> [WHAT YOU HAVE TO DO]:
Every line from the one with "in red jacket?" through the end of the records below should be restated word for word, and nothing outside that span.

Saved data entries
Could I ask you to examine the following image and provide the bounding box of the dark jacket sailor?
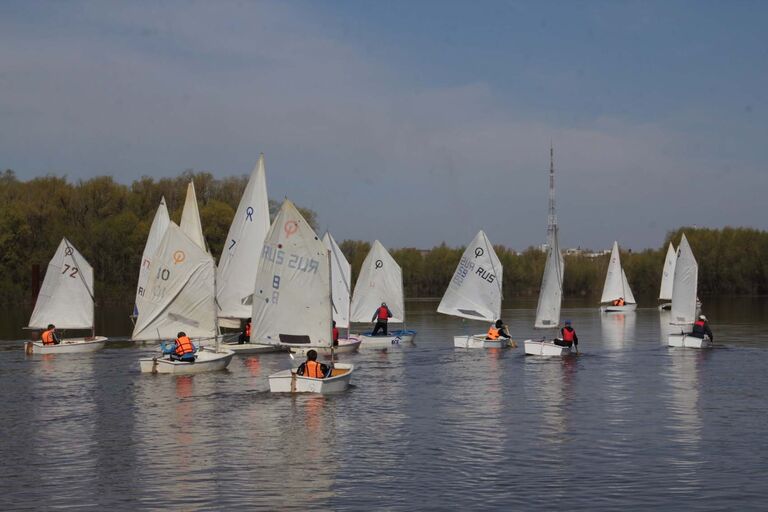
[297,350,330,379]
[371,302,393,336]
[162,331,197,362]
[486,319,511,340]
[555,320,578,348]
[691,315,714,341]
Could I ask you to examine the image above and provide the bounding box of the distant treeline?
[1,170,767,305]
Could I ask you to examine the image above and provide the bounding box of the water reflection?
[662,349,706,493]
[601,313,636,349]
[523,356,576,442]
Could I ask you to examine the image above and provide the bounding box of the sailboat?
[658,242,676,310]
[25,238,108,354]
[216,155,281,354]
[599,241,637,312]
[668,234,711,348]
[525,232,570,356]
[179,180,207,252]
[251,200,354,393]
[349,240,417,348]
[438,230,509,349]
[133,197,170,319]
[524,147,571,355]
[291,232,362,356]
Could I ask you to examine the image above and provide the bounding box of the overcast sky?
[1,1,766,250]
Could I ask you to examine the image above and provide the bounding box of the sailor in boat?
[161,332,197,363]
[690,315,714,342]
[612,297,626,307]
[238,318,252,344]
[41,324,61,345]
[332,321,339,347]
[554,320,579,349]
[371,302,393,336]
[297,350,331,378]
[486,319,511,341]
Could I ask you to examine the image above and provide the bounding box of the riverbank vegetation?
[1,170,766,305]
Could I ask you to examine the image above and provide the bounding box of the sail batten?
[349,241,404,323]
[29,238,95,330]
[217,155,270,319]
[438,230,502,322]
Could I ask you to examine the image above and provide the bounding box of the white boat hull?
[289,337,362,356]
[224,342,283,355]
[658,303,672,311]
[269,363,354,393]
[139,347,235,374]
[668,333,712,349]
[453,334,512,349]
[391,330,416,343]
[524,339,572,356]
[357,331,415,349]
[601,304,638,313]
[25,336,108,355]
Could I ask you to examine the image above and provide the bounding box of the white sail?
[349,240,404,323]
[600,241,634,304]
[621,268,637,304]
[132,222,217,341]
[659,242,677,301]
[251,200,332,347]
[134,197,170,317]
[670,234,698,325]
[29,238,94,329]
[323,232,352,329]
[216,155,270,319]
[179,180,207,251]
[534,228,564,328]
[437,230,502,322]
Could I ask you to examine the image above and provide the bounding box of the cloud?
[0,1,765,250]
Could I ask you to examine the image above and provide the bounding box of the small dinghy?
[437,230,510,349]
[349,240,416,349]
[251,201,354,393]
[139,345,235,374]
[290,336,362,356]
[600,241,637,312]
[667,234,712,348]
[134,220,234,373]
[224,341,284,354]
[524,225,570,356]
[24,238,108,355]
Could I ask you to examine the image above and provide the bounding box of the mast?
[546,143,557,248]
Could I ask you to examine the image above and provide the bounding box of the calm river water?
[1,297,767,511]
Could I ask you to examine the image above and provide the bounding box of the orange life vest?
[41,329,56,345]
[377,306,389,321]
[245,322,251,337]
[618,298,625,306]
[487,327,500,340]
[175,336,195,356]
[562,327,575,342]
[305,360,325,379]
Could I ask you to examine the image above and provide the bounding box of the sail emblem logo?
[375,260,383,269]
[284,221,299,238]
[64,247,73,256]
[173,251,186,264]
[474,247,484,258]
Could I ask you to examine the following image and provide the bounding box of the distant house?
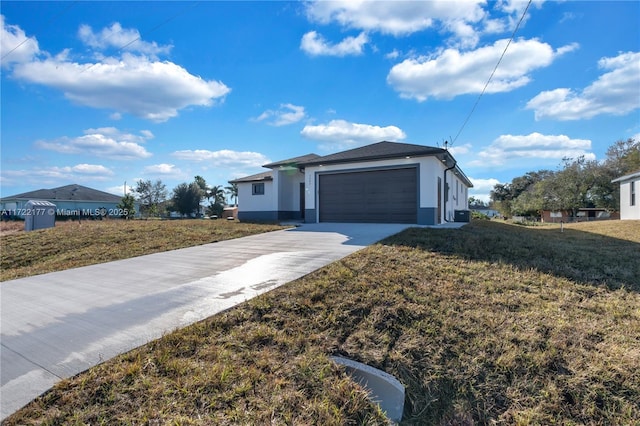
[470,208,500,218]
[229,141,473,225]
[0,184,137,219]
[540,208,619,223]
[612,170,640,220]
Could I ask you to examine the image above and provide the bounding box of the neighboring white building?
[229,141,473,225]
[612,170,640,220]
[0,184,137,218]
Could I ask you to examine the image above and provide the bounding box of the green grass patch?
[4,220,640,424]
[0,219,287,282]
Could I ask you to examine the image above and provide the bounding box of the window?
[252,183,265,195]
[631,181,636,206]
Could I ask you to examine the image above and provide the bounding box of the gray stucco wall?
[237,210,303,223]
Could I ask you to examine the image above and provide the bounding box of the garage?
[318,167,417,223]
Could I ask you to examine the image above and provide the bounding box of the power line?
[451,0,533,146]
[116,2,200,52]
[1,1,78,62]
[78,1,200,75]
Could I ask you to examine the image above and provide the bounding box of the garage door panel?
[319,168,417,223]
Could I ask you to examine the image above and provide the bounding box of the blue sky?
[1,1,639,202]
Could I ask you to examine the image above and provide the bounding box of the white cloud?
[302,0,547,49]
[253,104,306,126]
[1,164,114,188]
[470,177,501,192]
[2,19,230,122]
[448,143,472,157]
[387,38,576,101]
[301,31,368,56]
[143,163,184,177]
[78,23,172,57]
[36,128,153,160]
[469,177,502,202]
[0,15,39,67]
[385,49,400,60]
[13,53,230,122]
[300,119,406,150]
[106,183,134,196]
[304,0,486,41]
[526,51,640,121]
[171,149,270,168]
[469,132,595,167]
[71,164,114,175]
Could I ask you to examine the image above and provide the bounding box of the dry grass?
[4,220,640,425]
[0,219,287,282]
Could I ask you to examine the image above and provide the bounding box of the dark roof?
[301,141,447,166]
[263,153,320,169]
[229,171,273,184]
[1,184,122,202]
[229,141,472,187]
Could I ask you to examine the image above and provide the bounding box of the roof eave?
[304,150,446,167]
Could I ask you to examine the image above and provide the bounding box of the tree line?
[118,176,238,219]
[489,138,639,218]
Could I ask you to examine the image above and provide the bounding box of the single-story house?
[612,170,640,220]
[229,141,473,225]
[540,208,619,223]
[0,184,137,219]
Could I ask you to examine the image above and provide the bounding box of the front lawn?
[5,220,640,425]
[0,219,287,282]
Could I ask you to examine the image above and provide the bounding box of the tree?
[490,170,552,217]
[536,157,597,217]
[206,202,224,218]
[594,138,640,210]
[194,175,209,200]
[606,138,640,176]
[117,194,136,219]
[206,185,226,218]
[171,182,202,217]
[490,139,639,219]
[510,183,545,217]
[490,183,513,217]
[226,183,238,206]
[133,179,167,217]
[209,185,226,206]
[468,196,488,209]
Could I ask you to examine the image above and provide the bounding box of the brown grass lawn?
[4,219,640,425]
[0,219,287,282]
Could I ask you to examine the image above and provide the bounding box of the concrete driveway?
[0,222,415,420]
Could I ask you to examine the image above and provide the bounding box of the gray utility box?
[454,209,471,222]
[24,200,56,231]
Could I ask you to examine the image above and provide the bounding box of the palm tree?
[209,185,226,206]
[225,183,238,206]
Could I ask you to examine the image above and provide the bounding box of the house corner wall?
[277,169,305,221]
[619,178,640,220]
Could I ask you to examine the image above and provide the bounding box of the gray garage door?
[319,167,417,223]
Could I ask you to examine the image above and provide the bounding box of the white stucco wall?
[236,180,276,212]
[276,169,305,212]
[304,156,470,223]
[618,178,640,220]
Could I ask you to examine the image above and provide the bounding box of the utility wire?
[1,1,78,62]
[78,1,199,75]
[117,1,200,52]
[451,0,533,146]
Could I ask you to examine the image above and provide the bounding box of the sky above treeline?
[1,1,639,202]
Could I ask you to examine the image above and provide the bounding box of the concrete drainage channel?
[331,356,405,424]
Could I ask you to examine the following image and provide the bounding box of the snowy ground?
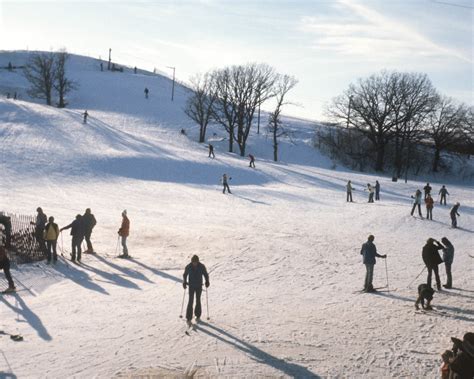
[0,52,473,378]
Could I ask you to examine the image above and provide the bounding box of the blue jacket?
[360,241,383,265]
[443,245,454,265]
[183,262,209,289]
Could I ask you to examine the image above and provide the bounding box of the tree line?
[184,63,297,161]
[322,71,473,176]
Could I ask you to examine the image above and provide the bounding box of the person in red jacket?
[425,194,434,220]
[118,210,130,258]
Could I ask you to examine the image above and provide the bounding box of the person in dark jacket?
[375,180,380,201]
[208,144,215,159]
[0,213,12,247]
[248,154,256,168]
[450,202,460,228]
[422,238,444,290]
[44,216,59,263]
[423,183,432,200]
[82,110,89,124]
[360,235,386,292]
[441,237,454,289]
[442,333,474,379]
[60,215,86,262]
[346,180,354,202]
[31,207,47,253]
[183,255,209,324]
[439,185,449,205]
[0,246,15,292]
[222,174,232,194]
[144,87,149,99]
[82,208,97,254]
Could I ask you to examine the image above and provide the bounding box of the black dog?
[415,284,435,310]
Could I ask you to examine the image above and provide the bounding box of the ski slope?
[0,51,473,378]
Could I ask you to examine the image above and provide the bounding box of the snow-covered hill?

> [RESPONSE TO THE EXERCISE]:
Could I ask you to examine the image above and provide the bounding box of the person in red jacket?
[425,194,434,220]
[118,210,130,258]
Could I ask you to examine the image above and provide the bounding box of the person in dark jacket?
[375,180,380,201]
[208,144,215,159]
[0,213,12,247]
[248,154,256,168]
[450,202,460,228]
[422,238,444,290]
[44,216,59,263]
[423,183,432,200]
[82,110,89,124]
[360,235,386,292]
[441,237,454,289]
[442,333,474,379]
[60,215,86,262]
[346,180,354,202]
[31,207,47,253]
[183,255,209,324]
[439,185,449,205]
[0,246,15,292]
[222,174,232,194]
[144,87,149,99]
[82,208,97,254]
Could I ask you to examine the image above and provide the bounding box of the black dog?
[415,284,435,310]
Could I ask you to examine the image above and provide the bounding box of the ski slope?
[0,51,473,378]
Could I ask you to examine the image above and provide the bounding box of the snow-covered hill?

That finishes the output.